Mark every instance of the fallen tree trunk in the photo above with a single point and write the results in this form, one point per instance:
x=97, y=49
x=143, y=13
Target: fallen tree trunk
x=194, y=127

══════════

_TASK OBJECTIVE_. Retype every one of the entries above, line for line, with no changes.

_OUTPUT OF THE TASK_.
Mark every instance of the fallen tree trunk in the photo above with a single point and write the results in this form, one point per instance:
x=97, y=49
x=143, y=13
Target: fallen tree trunk
x=194, y=127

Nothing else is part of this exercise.